Apenas se repasan las impresiones producidas en nuestros visitantes en todo el siglo XIX y parte del XX, nos encontramos con que son estampas de la tauromaquia (lord Byron, Merimée, Montherlant, Waldo Frank, Maurice Legendre, etc., etc.) lo que más destaca en sus notas de viaje. España se convierte en país de turismo más por obra y gracia de “Carmen” que por influencia de Cervantes, y es lógico y natural que así sea. Nadie a quien algún oculto motivo no enturbie la vista puede creer que el interés de visita se despierte con cosas que se puedan dar en cualquier parte. El movimiento de grandes núcleos que representa el turismo no se verifica sin una fuerza producida por algo que, siendo importante, no deje de ser exótico. Andalucía en este aspecto se coloca en primer término entre las regiones españolas. España debe a la feria de Sevilla mucho más de lo que ella misma cree. Naturalmente que todo tiene un proceso de formación. Al realizarse un hecho importante siempre hay como un acomodamiento de los valores por planos superpuestos. Antes que Joselito y que Belmonte se entretuvieran en escribir ¡Sevilla!, Sevilla!, por todas las paredes del mundo, Sevilla había ido llenando todos los Museos con cuadros de Murillo y de Velázquez.
Los extranjeros venían a ver lidiar toros bravos en la casa de estos dos artistas. He ahí una buena y decorosa posición ante el turismo. O éste cartel, puesto en sitio visible, con sus flechitas indicadoras, en París, Nueva York, Londres, Viena, Berlín: «Por aquí, señores, pasen por aquí; pasen a visitar a “Carmen” que vive en la tierra de Cervantes”. Y me figuro a Cervantes, a Velázquez y a Murillo departiendo con Carmen, con Joselito y con Belmonte. Es preciso que se vea bien en estas líneas el asunto de que estamos tratando.
******
▸ **Qué se pide**
1 – Explica, según el texto sobre el turismo en España, por qué es lógico que España se convierta en país de turismo más por obra de "Carmen" que por influencia de Cervantes.
2 – Indica si cada afirmación coincide con el texto sobre el turismo en España. Responde sí o no y cita las palabras del texto que lo deciden: (a) las estampas de la tauromaquia son lo que más destaca en las notas de viaje de los visitantes; (b) Andalucía ocupa un lugar secundario entre las regiones españolas en este aspecto; (c) Sevilla llenó los museos con cuadros de Murillo y de Velázquez después de la época de Joselito y Belmonte.
3 – Transcribe sin cambios el pasaje del texto sobre el turismo en España que empieza con "Los extranjeros venían" y continúa hasta "que estamos tratando.".
******
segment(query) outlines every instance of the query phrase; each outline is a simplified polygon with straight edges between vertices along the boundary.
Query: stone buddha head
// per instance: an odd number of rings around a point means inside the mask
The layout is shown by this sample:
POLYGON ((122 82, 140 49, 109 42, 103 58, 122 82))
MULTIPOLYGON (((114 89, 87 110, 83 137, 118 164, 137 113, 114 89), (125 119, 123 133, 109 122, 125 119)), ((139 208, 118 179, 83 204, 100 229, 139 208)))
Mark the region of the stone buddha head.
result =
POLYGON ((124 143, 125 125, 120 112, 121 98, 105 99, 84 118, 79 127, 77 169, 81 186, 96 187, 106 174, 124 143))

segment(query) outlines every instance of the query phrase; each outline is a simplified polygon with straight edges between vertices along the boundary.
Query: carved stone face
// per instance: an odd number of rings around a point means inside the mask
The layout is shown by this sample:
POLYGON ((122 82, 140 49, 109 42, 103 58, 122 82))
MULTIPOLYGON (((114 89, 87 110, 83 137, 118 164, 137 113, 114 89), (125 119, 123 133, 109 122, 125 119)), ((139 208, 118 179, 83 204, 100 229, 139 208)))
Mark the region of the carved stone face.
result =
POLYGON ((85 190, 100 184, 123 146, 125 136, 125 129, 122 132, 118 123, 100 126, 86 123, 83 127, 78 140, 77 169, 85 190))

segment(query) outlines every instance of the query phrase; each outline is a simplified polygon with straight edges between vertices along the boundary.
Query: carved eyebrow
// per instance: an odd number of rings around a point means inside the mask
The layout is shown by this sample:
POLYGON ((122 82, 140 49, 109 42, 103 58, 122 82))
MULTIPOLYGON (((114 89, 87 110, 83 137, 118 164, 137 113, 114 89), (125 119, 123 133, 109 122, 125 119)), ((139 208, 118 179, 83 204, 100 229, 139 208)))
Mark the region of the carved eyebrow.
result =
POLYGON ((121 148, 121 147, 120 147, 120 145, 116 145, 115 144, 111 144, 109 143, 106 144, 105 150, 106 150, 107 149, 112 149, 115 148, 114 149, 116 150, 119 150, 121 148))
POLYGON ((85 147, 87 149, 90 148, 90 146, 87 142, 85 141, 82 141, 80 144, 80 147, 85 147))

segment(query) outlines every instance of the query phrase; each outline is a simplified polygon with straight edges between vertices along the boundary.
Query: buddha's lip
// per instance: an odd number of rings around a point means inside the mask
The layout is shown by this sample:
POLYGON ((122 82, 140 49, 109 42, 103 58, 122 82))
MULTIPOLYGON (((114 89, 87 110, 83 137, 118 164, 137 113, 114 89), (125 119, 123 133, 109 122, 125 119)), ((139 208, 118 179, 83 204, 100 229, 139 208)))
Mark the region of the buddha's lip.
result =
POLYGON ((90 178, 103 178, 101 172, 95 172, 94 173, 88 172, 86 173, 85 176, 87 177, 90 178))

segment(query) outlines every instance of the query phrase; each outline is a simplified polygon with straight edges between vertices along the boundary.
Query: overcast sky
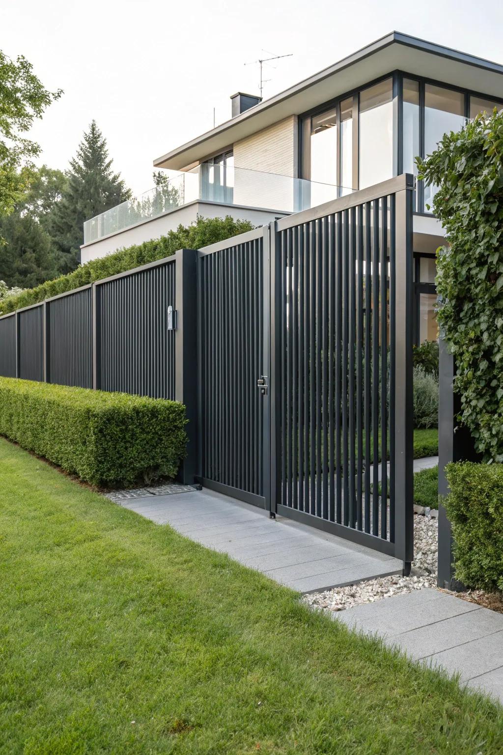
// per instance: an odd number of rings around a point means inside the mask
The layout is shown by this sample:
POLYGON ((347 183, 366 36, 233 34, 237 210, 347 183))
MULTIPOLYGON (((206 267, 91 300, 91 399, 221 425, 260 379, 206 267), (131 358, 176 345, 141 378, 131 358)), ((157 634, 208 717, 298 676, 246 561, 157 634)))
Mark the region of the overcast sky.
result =
POLYGON ((93 118, 135 193, 155 158, 395 29, 503 63, 503 3, 488 0, 0 0, 0 47, 61 99, 36 124, 42 161, 65 169, 93 118))

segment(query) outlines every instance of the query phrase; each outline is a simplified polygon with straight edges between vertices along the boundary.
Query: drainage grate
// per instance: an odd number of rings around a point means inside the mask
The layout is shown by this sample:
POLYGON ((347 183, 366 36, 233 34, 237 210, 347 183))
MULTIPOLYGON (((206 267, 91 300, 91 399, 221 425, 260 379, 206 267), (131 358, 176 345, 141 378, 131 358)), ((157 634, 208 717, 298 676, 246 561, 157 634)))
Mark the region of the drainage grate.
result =
POLYGON ((113 490, 110 493, 104 493, 106 498, 120 503, 131 498, 146 498, 152 495, 174 495, 176 493, 192 493, 195 490, 201 490, 200 485, 177 485, 170 482, 167 485, 155 485, 152 488, 134 488, 131 490, 113 490))

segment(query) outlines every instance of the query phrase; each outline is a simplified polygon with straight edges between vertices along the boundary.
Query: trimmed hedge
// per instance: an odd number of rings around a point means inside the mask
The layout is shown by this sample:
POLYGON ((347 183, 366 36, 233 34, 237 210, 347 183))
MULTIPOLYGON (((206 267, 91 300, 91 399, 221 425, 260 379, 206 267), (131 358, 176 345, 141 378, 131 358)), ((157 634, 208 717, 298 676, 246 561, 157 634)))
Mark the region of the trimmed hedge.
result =
POLYGON ((0 378, 0 435, 91 485, 173 477, 186 423, 173 401, 0 378))
POLYGON ((503 465, 458 462, 446 473, 456 579, 469 587, 503 590, 503 465))
POLYGON ((68 275, 46 281, 35 288, 26 288, 20 294, 8 296, 0 300, 0 315, 30 304, 37 304, 52 296, 73 291, 118 273, 131 270, 149 262, 164 260, 173 254, 177 249, 201 249, 209 244, 225 241, 252 230, 254 227, 248 220, 235 220, 230 215, 224 218, 199 217, 191 226, 180 225, 176 231, 170 231, 160 239, 119 249, 106 257, 86 262, 68 275))

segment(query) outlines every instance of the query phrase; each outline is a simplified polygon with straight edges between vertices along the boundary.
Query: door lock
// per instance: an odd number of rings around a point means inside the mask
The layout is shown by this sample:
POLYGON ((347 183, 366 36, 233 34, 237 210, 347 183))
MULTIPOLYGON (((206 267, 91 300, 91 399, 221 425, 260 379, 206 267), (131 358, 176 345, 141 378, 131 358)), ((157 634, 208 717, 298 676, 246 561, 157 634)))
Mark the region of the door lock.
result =
POLYGON ((267 393, 267 389, 268 387, 268 379, 267 375, 260 375, 256 381, 257 388, 260 389, 260 393, 262 396, 265 396, 267 393))

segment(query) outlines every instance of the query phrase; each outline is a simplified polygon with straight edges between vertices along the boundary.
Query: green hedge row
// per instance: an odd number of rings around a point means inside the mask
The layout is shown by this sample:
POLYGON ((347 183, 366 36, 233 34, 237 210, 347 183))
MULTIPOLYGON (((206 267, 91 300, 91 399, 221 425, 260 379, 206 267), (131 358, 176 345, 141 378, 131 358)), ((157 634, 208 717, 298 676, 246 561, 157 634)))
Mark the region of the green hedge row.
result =
POLYGON ((503 464, 458 462, 446 476, 456 578, 469 587, 503 590, 503 464))
POLYGON ((0 378, 0 435, 91 485, 174 477, 186 422, 173 401, 0 378))
POLYGON ((46 281, 27 288, 20 294, 8 297, 0 301, 0 315, 14 312, 29 304, 36 304, 58 294, 79 288, 109 276, 133 270, 140 265, 170 257, 177 249, 201 249, 209 244, 224 241, 251 230, 253 226, 248 220, 235 220, 230 215, 225 217, 198 217, 191 226, 179 226, 160 239, 146 241, 143 244, 119 249, 98 260, 91 260, 81 265, 68 275, 46 281))

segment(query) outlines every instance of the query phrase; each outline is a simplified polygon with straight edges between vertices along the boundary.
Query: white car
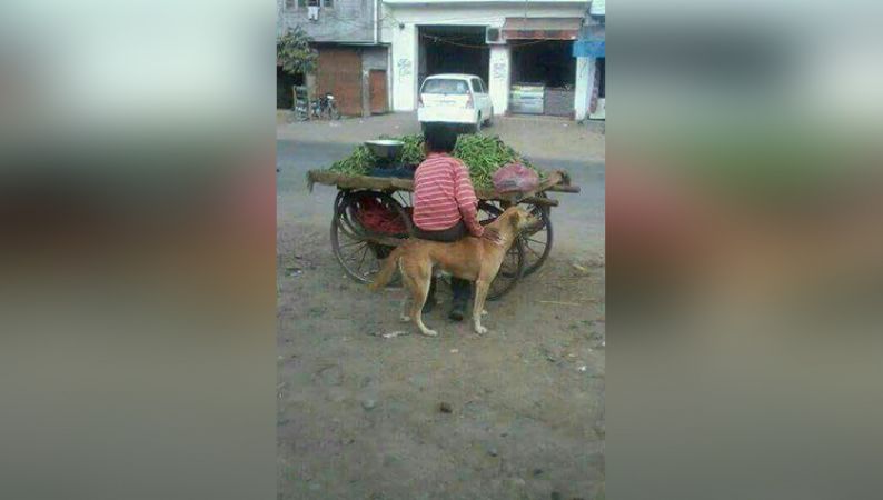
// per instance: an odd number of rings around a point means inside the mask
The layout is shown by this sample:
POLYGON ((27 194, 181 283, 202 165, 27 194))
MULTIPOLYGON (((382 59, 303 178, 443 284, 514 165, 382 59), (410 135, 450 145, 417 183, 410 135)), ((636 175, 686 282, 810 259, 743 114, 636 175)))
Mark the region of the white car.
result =
POLYGON ((478 132, 490 124, 494 107, 487 86, 475 74, 434 74, 420 87, 417 119, 424 123, 454 123, 478 132))

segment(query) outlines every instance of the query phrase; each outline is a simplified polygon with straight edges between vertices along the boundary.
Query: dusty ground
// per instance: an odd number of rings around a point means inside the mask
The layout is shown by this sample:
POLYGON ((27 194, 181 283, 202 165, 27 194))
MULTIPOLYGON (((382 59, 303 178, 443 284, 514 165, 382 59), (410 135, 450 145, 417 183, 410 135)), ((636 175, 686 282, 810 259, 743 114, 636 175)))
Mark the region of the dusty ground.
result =
POLYGON ((278 129, 279 497, 603 498, 604 138, 557 120, 487 130, 584 192, 557 197, 552 256, 488 304, 488 334, 447 321, 445 303, 426 318, 439 338, 385 339, 413 331, 401 291, 344 277, 334 190, 304 182, 350 144, 416 130, 409 114, 360 121, 278 129))

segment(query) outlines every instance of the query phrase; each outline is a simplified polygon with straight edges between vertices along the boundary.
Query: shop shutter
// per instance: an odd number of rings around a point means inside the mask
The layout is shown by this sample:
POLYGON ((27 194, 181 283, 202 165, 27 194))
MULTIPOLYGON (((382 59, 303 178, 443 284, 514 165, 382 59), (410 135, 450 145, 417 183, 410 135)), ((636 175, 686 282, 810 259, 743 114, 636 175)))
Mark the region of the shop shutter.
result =
POLYGON ((358 49, 319 48, 316 90, 319 96, 331 92, 343 114, 361 116, 361 54, 358 49))

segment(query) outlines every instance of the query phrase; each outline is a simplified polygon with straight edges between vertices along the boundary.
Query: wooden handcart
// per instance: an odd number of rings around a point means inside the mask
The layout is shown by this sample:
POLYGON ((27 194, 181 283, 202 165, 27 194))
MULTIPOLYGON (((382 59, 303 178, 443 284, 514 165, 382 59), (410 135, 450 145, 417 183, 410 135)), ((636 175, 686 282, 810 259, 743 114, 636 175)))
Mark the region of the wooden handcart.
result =
MULTIPOLYGON (((411 192, 414 181, 389 177, 348 176, 328 170, 310 170, 307 183, 337 187, 331 220, 331 250, 344 271, 356 281, 369 283, 380 269, 380 261, 413 233, 411 192)), ((558 201, 548 192, 579 192, 571 184, 567 172, 549 172, 534 192, 500 194, 476 190, 479 222, 492 222, 513 204, 525 206, 543 224, 522 234, 509 250, 497 278, 490 286, 488 300, 510 291, 525 276, 536 272, 552 251, 552 208, 558 201)))

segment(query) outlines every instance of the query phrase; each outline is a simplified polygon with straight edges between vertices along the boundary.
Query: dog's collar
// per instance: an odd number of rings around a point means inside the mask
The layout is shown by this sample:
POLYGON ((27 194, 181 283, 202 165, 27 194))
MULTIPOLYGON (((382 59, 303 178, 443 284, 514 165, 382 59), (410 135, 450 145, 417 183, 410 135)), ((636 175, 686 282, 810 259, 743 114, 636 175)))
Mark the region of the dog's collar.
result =
POLYGON ((485 232, 482 233, 482 239, 485 239, 497 247, 503 248, 503 239, 499 237, 497 231, 485 230, 485 232))

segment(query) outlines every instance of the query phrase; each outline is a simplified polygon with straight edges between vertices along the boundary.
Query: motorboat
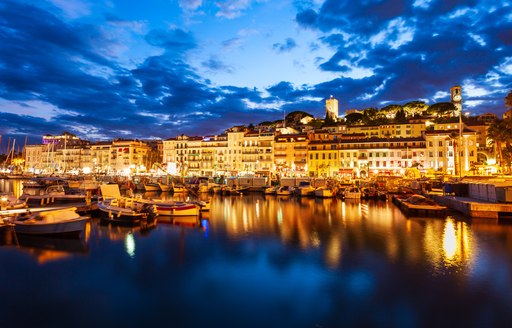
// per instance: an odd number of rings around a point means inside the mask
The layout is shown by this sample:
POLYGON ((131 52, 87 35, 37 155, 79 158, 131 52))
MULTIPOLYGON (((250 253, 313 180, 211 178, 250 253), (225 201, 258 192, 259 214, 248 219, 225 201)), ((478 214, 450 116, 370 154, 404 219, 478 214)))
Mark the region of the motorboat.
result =
POLYGON ((299 186, 295 189, 297 196, 309 197, 315 196, 315 187, 309 181, 300 181, 299 186))
POLYGON ((361 189, 356 186, 349 187, 343 192, 343 198, 345 199, 360 199, 361 189))
POLYGON ((315 197, 332 198, 334 197, 334 194, 334 190, 326 186, 318 187, 315 189, 315 197))
POLYGON ((19 214, 12 219, 14 231, 31 235, 80 234, 89 217, 80 216, 76 207, 19 214))
POLYGON ((118 225, 138 225, 153 221, 158 212, 153 204, 139 198, 122 197, 117 184, 101 185, 103 201, 98 202, 101 220, 118 225))
POLYGON ((171 188, 172 188, 172 185, 168 185, 168 184, 165 184, 165 183, 162 183, 162 182, 158 182, 158 186, 159 186, 160 190, 163 191, 163 192, 170 191, 171 188))
POLYGON ((152 204, 132 197, 109 198, 98 203, 102 221, 119 225, 137 225, 152 221, 158 215, 152 204))
POLYGON ((263 193, 265 195, 275 195, 277 193, 277 189, 279 189, 278 186, 266 187, 263 189, 263 193))
POLYGON ((154 205, 158 215, 196 216, 199 215, 201 210, 201 207, 198 204, 186 202, 175 202, 161 199, 143 200, 143 202, 154 205))
POLYGON ((12 194, 0 194, 0 210, 16 210, 26 208, 27 202, 14 197, 12 194))
POLYGON ((278 196, 290 196, 293 190, 290 186, 281 186, 277 189, 276 195, 278 196))

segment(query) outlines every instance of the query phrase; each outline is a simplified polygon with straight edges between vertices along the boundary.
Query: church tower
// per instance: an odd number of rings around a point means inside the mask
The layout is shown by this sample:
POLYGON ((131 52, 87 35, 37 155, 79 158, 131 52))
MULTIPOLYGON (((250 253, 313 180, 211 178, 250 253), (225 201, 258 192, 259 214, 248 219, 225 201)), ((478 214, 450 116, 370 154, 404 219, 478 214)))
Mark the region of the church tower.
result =
POLYGON ((460 85, 450 88, 450 101, 457 109, 456 115, 462 115, 462 87, 460 85))
POLYGON ((325 115, 335 121, 338 119, 338 99, 331 96, 325 101, 325 115))

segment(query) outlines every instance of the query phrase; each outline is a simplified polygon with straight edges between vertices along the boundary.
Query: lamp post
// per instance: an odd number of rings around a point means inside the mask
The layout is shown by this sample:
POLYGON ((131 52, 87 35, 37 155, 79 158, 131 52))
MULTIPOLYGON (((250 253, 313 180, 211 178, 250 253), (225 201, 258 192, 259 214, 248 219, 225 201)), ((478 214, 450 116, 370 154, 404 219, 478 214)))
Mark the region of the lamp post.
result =
POLYGON ((460 104, 460 112, 459 112, 459 149, 457 150, 459 156, 459 178, 462 178, 462 156, 461 152, 464 152, 464 147, 462 145, 462 102, 460 104))

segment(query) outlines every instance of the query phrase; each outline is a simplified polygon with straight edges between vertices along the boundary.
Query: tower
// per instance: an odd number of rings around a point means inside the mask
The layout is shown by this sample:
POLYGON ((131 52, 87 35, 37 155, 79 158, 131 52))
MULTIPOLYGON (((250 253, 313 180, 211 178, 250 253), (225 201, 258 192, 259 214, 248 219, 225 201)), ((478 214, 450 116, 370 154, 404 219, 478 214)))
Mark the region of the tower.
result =
POLYGON ((450 88, 450 101, 457 109, 457 114, 462 115, 462 87, 460 85, 450 88))
POLYGON ((338 99, 331 96, 325 101, 325 115, 333 120, 338 119, 338 99))

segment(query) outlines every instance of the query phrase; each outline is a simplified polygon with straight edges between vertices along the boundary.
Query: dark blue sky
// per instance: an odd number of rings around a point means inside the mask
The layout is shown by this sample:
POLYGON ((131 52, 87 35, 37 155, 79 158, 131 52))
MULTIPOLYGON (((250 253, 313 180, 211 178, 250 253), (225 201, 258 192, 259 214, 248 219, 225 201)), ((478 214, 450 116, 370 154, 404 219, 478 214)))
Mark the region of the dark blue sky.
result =
POLYGON ((303 110, 505 111, 512 2, 3 0, 0 134, 209 135, 303 110))

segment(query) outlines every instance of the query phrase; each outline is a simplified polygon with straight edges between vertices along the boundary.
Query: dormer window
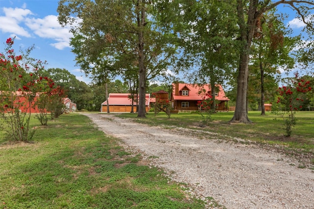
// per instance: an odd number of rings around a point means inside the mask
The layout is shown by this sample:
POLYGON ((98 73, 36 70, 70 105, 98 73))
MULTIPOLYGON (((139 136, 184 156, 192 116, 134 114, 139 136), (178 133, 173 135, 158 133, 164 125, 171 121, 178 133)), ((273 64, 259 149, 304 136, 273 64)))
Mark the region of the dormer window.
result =
POLYGON ((188 91, 186 90, 182 90, 182 96, 188 96, 188 91))

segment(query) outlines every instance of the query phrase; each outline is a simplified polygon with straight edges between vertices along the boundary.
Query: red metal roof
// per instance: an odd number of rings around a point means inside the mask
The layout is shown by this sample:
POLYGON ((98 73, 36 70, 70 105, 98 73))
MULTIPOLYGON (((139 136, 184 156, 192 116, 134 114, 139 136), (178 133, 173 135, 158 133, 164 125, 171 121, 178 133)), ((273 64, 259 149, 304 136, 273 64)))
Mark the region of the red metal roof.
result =
MULTIPOLYGON (((172 97, 174 100, 202 100, 202 97, 206 93, 210 91, 211 88, 209 84, 204 84, 198 85, 190 83, 178 83, 179 91, 184 89, 185 87, 188 89, 188 96, 176 95, 176 84, 172 84, 172 97), (205 91, 204 91, 205 90, 205 91)), ((215 97, 215 99, 220 101, 228 101, 230 100, 226 96, 225 92, 221 85, 217 85, 219 89, 218 96, 215 97)))
MULTIPOLYGON (((129 95, 131 96, 131 94, 128 93, 110 93, 109 94, 109 96, 108 97, 109 105, 132 105, 132 101, 131 99, 128 97, 129 95)), ((146 106, 149 104, 150 97, 150 94, 146 94, 145 98, 146 101, 145 102, 145 105, 146 106)), ((134 103, 134 104, 136 104, 136 103, 134 103)), ((107 105, 107 101, 102 103, 102 105, 107 105)))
******
▸ **Respuestas obtenidas**
1 – Es lógico porque el interés por visitar un lugar no se despierta con cosas que pueden darse en cualquier parte. El movimiento de grandes núcleos que representa el turismo solo se produce gracias a una fuerza nacida de algo que, además de importante, sea exótico.

2 –
(a) Sí: "son estampas de la tauromaquia" y "lo que más destaca en sus notas de viaje".
(b) No: "Andalucía en este aspecto se coloca en primer término entre las regiones españolas".
(c) No: "Antes que Joselito y que Belmonte" y "Sevilla había ido llenando todos los Museos con cuadros de Murillo y de Velázquez".

3 –
Los extranjeros venían a ver lidiar toros bravos en la casa de estos dos artistas. He ahí una buena y decorosa posición ante el turismo. O éste cartel, puesto en sitio visible, con sus flechitas indicadoras, en París, Nueva York, Londres, Viena, Berlín: «Por aquí, señores, pasen por aquí; pasen a visitar a “Carmen” que vive en la tierra de Cervantes”. Y me figuro a Cervantes, a Velázquez y a Murillo departiendo con Carmen, con Joselito y con Belmonte. Es preciso que se vea bien en estas líneas el asunto de que estamos tratando.